# [The exercise]
Write out, please, the line containing "TARGET: young boy" together with all lines after it, up to and including the last one, with no other output.

───── Input data ─────

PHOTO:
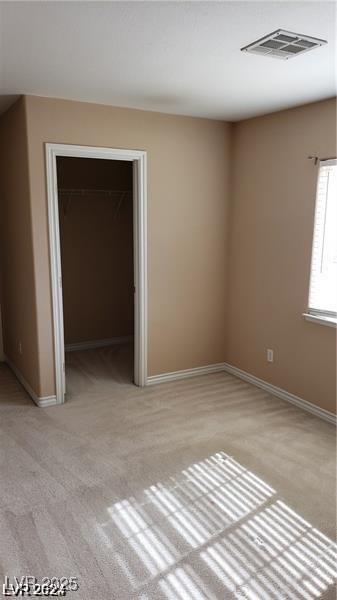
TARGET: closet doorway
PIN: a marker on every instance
(97, 231)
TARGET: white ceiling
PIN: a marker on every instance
(176, 57)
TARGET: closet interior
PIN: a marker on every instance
(96, 242)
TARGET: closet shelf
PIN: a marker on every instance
(85, 191)
(67, 194)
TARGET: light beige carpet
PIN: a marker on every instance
(202, 488)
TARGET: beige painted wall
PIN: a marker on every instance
(18, 277)
(96, 233)
(188, 193)
(272, 212)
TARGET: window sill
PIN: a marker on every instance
(327, 321)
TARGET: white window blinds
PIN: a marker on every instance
(323, 279)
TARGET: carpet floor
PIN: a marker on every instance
(204, 488)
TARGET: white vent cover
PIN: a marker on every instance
(283, 44)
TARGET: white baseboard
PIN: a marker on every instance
(280, 393)
(153, 379)
(98, 343)
(41, 401)
(268, 387)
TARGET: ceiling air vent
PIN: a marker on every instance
(283, 44)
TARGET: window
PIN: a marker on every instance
(323, 279)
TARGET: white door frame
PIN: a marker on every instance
(138, 158)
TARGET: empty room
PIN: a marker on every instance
(168, 299)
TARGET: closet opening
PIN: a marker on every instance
(96, 243)
(97, 232)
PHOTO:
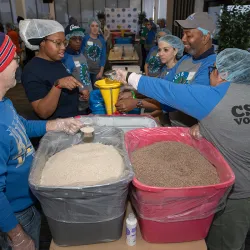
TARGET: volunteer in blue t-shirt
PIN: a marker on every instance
(94, 49)
(193, 67)
(19, 220)
(170, 49)
(51, 89)
(222, 109)
(76, 64)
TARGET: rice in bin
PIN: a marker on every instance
(84, 164)
(172, 164)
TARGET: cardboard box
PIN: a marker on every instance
(140, 244)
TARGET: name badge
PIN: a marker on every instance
(190, 76)
(77, 64)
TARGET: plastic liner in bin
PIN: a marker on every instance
(178, 214)
(82, 214)
(125, 122)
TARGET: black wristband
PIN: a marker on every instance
(128, 74)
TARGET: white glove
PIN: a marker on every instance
(120, 76)
(68, 125)
(195, 132)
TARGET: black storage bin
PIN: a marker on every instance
(82, 215)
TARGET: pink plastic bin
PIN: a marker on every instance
(177, 214)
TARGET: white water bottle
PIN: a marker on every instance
(131, 223)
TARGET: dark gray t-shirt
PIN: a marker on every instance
(228, 128)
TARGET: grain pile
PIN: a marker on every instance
(84, 164)
(172, 164)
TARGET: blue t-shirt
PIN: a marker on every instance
(15, 161)
(191, 71)
(38, 78)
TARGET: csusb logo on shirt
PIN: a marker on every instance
(241, 114)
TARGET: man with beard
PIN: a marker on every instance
(193, 68)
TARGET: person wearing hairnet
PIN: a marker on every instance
(76, 64)
(19, 219)
(153, 63)
(94, 49)
(51, 89)
(223, 112)
(170, 49)
(193, 67)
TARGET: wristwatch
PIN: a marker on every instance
(139, 104)
(56, 84)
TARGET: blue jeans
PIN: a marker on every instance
(30, 220)
(93, 80)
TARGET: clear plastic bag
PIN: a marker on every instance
(179, 204)
(81, 204)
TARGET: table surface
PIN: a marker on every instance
(140, 243)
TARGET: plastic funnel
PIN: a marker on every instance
(110, 91)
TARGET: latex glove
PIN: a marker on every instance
(68, 82)
(22, 241)
(125, 95)
(126, 105)
(84, 95)
(195, 132)
(120, 76)
(68, 125)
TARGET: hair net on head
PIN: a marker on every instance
(33, 31)
(93, 19)
(234, 65)
(175, 42)
(168, 32)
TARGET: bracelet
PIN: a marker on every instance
(58, 87)
(56, 84)
(139, 104)
(128, 74)
(133, 94)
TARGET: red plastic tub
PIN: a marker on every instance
(177, 214)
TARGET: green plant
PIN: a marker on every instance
(234, 26)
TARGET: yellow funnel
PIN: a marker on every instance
(110, 91)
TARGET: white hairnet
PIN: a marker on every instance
(234, 65)
(33, 31)
(165, 30)
(175, 42)
(93, 19)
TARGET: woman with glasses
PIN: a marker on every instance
(51, 89)
(153, 63)
(170, 48)
(76, 63)
(94, 49)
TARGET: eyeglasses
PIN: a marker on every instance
(58, 44)
(17, 58)
(76, 38)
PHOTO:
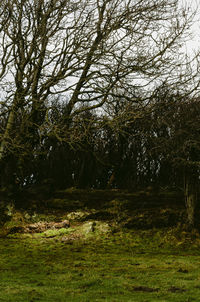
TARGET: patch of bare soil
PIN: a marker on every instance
(174, 289)
(40, 227)
(145, 289)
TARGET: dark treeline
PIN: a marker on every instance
(158, 146)
(129, 148)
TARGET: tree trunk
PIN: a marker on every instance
(7, 133)
(190, 192)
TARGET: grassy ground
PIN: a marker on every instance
(111, 252)
(125, 266)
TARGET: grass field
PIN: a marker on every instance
(123, 266)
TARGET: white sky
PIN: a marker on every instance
(194, 43)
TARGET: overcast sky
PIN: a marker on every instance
(194, 43)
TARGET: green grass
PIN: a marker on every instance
(126, 266)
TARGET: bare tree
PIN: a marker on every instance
(88, 53)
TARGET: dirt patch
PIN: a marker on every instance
(145, 289)
(174, 289)
(39, 227)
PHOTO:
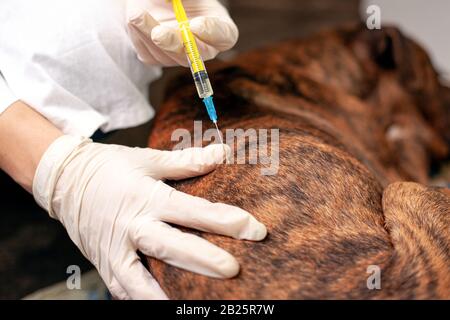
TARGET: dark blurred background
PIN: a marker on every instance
(35, 250)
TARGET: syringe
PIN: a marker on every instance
(196, 64)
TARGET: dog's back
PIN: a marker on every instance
(357, 111)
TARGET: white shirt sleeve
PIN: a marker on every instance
(73, 62)
(6, 96)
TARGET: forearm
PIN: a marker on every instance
(24, 137)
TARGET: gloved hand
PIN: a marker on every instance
(113, 202)
(154, 30)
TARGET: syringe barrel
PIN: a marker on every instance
(202, 83)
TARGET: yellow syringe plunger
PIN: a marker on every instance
(196, 64)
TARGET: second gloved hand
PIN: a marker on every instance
(154, 30)
(113, 202)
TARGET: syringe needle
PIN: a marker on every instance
(218, 132)
(221, 141)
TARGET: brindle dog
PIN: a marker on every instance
(358, 112)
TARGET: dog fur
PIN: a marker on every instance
(359, 111)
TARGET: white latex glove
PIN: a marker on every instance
(154, 30)
(112, 201)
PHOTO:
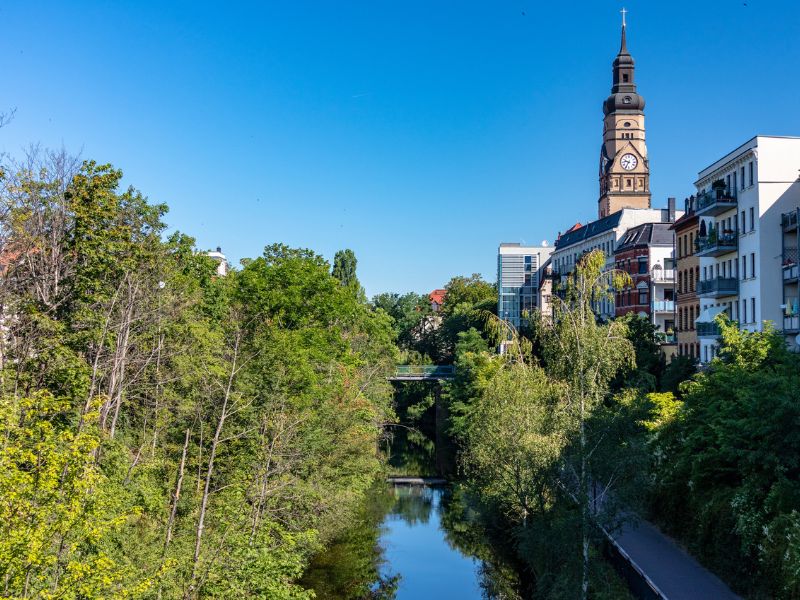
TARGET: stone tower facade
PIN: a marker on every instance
(624, 168)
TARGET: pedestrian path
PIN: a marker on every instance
(675, 573)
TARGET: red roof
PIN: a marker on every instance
(437, 296)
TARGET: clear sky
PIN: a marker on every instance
(418, 133)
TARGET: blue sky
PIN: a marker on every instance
(420, 134)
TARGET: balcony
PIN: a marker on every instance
(717, 245)
(715, 202)
(790, 273)
(663, 275)
(718, 287)
(791, 324)
(789, 221)
(663, 306)
(707, 330)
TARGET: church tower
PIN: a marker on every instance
(624, 168)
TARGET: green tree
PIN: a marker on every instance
(728, 469)
(344, 267)
(586, 356)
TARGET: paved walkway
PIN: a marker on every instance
(676, 573)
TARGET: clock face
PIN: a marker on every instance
(628, 162)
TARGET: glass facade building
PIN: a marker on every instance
(518, 280)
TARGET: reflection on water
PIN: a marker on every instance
(412, 542)
(416, 546)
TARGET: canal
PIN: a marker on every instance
(413, 542)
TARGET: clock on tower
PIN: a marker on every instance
(624, 168)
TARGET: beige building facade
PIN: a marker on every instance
(687, 267)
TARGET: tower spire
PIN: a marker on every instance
(623, 48)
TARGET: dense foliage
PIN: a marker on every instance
(167, 432)
(727, 472)
(425, 335)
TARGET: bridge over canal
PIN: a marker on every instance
(423, 373)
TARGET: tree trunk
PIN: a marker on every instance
(176, 496)
(210, 469)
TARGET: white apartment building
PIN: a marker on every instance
(518, 269)
(740, 200)
(603, 234)
(790, 267)
(222, 261)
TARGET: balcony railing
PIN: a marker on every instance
(790, 272)
(663, 275)
(789, 221)
(715, 201)
(707, 330)
(663, 305)
(718, 287)
(716, 245)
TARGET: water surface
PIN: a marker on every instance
(417, 547)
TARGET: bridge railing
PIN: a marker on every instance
(425, 371)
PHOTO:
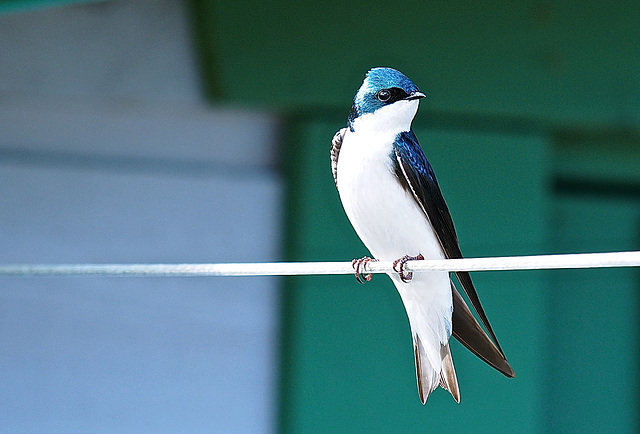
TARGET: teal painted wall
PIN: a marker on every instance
(348, 363)
(528, 101)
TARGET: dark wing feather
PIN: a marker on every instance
(336, 144)
(467, 330)
(416, 175)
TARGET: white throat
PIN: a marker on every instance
(394, 118)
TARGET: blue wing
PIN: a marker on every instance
(416, 176)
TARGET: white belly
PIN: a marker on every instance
(384, 215)
(391, 224)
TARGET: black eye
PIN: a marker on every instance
(384, 95)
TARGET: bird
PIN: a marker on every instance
(390, 195)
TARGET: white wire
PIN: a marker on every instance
(539, 262)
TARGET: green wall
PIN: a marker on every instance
(532, 106)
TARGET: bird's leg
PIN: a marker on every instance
(360, 266)
(398, 266)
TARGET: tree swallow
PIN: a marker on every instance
(391, 197)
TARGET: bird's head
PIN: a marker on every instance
(388, 92)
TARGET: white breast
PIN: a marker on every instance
(385, 216)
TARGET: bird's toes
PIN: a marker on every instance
(360, 265)
(398, 266)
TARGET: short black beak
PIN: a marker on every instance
(415, 95)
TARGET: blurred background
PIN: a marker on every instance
(199, 131)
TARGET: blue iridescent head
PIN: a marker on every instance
(382, 87)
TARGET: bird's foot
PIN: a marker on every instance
(398, 266)
(360, 265)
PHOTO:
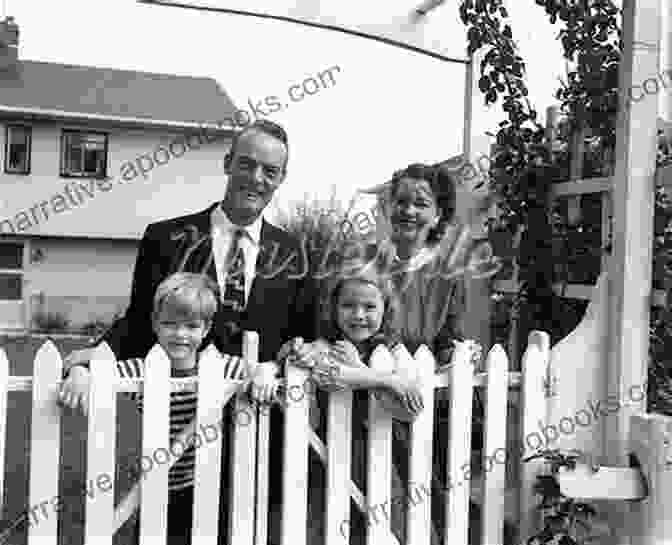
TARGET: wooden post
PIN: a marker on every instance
(630, 267)
(650, 522)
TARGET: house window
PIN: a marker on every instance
(83, 154)
(17, 149)
(11, 271)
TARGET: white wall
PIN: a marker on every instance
(122, 210)
(82, 279)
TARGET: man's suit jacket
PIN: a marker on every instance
(281, 303)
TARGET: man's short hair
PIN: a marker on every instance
(263, 126)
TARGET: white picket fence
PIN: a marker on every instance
(248, 510)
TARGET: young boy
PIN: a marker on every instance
(184, 307)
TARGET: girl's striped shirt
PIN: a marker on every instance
(182, 411)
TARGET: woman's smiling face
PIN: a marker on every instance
(413, 211)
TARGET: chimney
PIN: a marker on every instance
(9, 43)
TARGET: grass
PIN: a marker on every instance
(21, 353)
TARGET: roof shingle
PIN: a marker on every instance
(83, 90)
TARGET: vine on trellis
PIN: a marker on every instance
(522, 167)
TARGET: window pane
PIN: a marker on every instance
(74, 160)
(84, 154)
(11, 256)
(18, 149)
(93, 161)
(10, 287)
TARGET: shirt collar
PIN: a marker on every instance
(222, 222)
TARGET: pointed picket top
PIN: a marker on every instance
(45, 439)
(425, 362)
(494, 444)
(155, 435)
(101, 443)
(420, 464)
(212, 390)
(382, 360)
(4, 379)
(461, 375)
(533, 409)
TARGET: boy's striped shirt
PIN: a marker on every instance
(182, 411)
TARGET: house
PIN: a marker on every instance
(88, 157)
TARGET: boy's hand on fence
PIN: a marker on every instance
(75, 390)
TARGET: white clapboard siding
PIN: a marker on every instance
(339, 438)
(295, 472)
(212, 392)
(45, 443)
(155, 444)
(535, 374)
(494, 446)
(379, 471)
(420, 464)
(4, 379)
(100, 447)
(459, 449)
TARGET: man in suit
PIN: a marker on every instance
(259, 268)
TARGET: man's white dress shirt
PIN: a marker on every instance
(222, 237)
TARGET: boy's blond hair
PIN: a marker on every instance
(191, 294)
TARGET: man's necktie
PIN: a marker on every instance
(234, 288)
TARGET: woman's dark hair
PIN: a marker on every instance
(369, 274)
(441, 182)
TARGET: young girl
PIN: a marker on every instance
(359, 316)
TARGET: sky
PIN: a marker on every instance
(387, 107)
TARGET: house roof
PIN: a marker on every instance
(62, 90)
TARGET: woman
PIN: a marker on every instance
(424, 257)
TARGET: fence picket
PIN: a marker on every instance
(212, 390)
(100, 447)
(379, 471)
(459, 457)
(533, 408)
(4, 380)
(45, 435)
(295, 472)
(339, 438)
(155, 439)
(494, 466)
(420, 465)
(243, 460)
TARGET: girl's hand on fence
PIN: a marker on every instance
(345, 353)
(408, 393)
(75, 390)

─────

# [Written reply]
TARGET: young boy
PIN: a marker on every instance
(184, 307)
TARGET: girl's striped shirt
PIN: a marker on every instance
(182, 411)
TARGET: woman's smiling face
PIN: a marker on every instance
(413, 211)
TARGET: chimney
PIN: a marker on every instance
(9, 43)
TARGET: grass
PIN: a marker on every instance
(21, 353)
TARGET: roof shingle
PIN: a marker on every instance
(83, 90)
TARGET: vine on trellis
PIN: a marker on every instance
(522, 167)
TARGET: window pane
PIN: a marker on every instance
(74, 160)
(84, 154)
(11, 256)
(18, 149)
(93, 161)
(10, 287)
TARGET: shirt collar
PIN: a marker on every instance
(222, 222)
TARGET: pointed picket top
PIN: a marker on every instance
(45, 439)
(425, 362)
(494, 444)
(155, 435)
(101, 443)
(420, 464)
(212, 390)
(382, 360)
(4, 379)
(461, 375)
(533, 409)
TARGET: boy's striped shirt
PIN: a marker on every instance
(182, 411)
TARGET: house
PIN: a marker on every instance
(88, 157)
TARGET: boy's hand on fence
PIN: a marker on every instance
(75, 390)
TARGET: white clapboard siding
PIN: a marker on every instance
(339, 438)
(295, 472)
(212, 392)
(45, 443)
(155, 444)
(535, 374)
(494, 446)
(379, 471)
(420, 464)
(4, 379)
(100, 447)
(459, 449)
TARGET: man in suit
PIN: a marker on every instance
(259, 268)
TARGET: man's white dress shirt
PIN: a marker on every instance
(222, 237)
TARGET: boy's blond hair
PIN: a marker on every instance
(191, 294)
TARGET: man's necktie
PIN: a marker on every instance
(234, 288)
TARGET: woman's dark hair
PIN: a marker on every instance
(369, 274)
(441, 182)
TARGET: young girl
PIN: a marker on every instance
(359, 316)
TARGET: sky
PIN: a marker on every instance
(387, 107)
TARGET: house roof
PIN: a marker on every instance
(62, 90)
TARGET: woman
PIN: a marker on every instance
(424, 257)
TARGET: fence picket
PIN: a marker on every instance
(212, 390)
(100, 447)
(379, 471)
(459, 457)
(533, 408)
(4, 380)
(45, 435)
(295, 472)
(339, 438)
(155, 439)
(494, 466)
(420, 465)
(243, 460)
TARGET: girl's hand on fence
PIN: a marker on every instance
(345, 353)
(408, 393)
(75, 390)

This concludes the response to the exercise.